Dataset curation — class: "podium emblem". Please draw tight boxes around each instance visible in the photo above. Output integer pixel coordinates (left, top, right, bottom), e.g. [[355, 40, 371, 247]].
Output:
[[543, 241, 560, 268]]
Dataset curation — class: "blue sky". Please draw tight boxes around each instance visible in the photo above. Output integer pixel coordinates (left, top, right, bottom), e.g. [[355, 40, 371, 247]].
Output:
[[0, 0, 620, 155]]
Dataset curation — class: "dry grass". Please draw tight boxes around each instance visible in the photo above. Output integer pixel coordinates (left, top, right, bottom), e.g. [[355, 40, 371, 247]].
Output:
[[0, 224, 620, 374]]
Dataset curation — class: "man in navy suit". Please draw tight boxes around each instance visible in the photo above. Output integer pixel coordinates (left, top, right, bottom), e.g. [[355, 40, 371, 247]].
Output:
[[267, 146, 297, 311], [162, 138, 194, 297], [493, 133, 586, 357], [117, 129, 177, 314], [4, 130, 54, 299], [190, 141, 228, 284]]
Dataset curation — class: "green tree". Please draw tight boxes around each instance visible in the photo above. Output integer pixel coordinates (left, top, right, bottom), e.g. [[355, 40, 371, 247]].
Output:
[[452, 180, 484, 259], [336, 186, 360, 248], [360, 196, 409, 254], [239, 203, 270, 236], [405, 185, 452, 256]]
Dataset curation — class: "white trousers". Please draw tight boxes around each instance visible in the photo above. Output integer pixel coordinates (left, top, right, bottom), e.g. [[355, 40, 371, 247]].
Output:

◇ ◇ ◇ ◇ ◇

-- WHAT TO DO --
Retype all of the material above, line for line, with no changes.

-- WRITTEN SOLUTION --
Dataset curation — class: "podium emblem". Please draw tight boxes around each instance visible in the photo above. Output integer pixel coordinates (left, top, right, bottom), e.g. [[355, 40, 371, 247]].
Output:
[[543, 241, 560, 268]]
Dataset curation — class: "blue sky". Please draw tight boxes around each instance visible in the photo above. Output integer pixel coordinates (left, top, right, bottom), e.g. [[355, 40, 371, 247]].
Output:
[[0, 0, 620, 155]]
Dataset curation — class: "dry grass". Please draw tight boxes around each instance visible in the photo above. Output integer pixel coordinates (left, top, right, bottom), e.g. [[355, 40, 371, 247]].
Output:
[[0, 224, 620, 374]]
Dataset curation — class: "man in navy suit". Please draw tight boxes around each instance visible in the photo above. Output integer pixel coordinates (left, top, right, bottom), e.g. [[355, 40, 371, 247]].
Output:
[[267, 146, 297, 311], [162, 138, 194, 297], [493, 133, 586, 357], [117, 129, 177, 314], [4, 130, 54, 299], [190, 141, 228, 284]]
Dataset curation — class: "green tree". Please draw tight boxes around each instance visible in the photo above. Output integer pixel coordinates (left, top, right, bottom), e.g. [[355, 40, 371, 247]].
Output:
[[452, 180, 484, 259], [336, 186, 360, 248], [360, 196, 409, 254], [239, 203, 270, 236], [405, 185, 452, 256]]
Dataset curation — class: "white trousers". Please draw tight boxes around each instance visible in the photo above. Output integer pixel coordinates (left, top, right, bottom), e.g. [[355, 40, 371, 247]].
Output:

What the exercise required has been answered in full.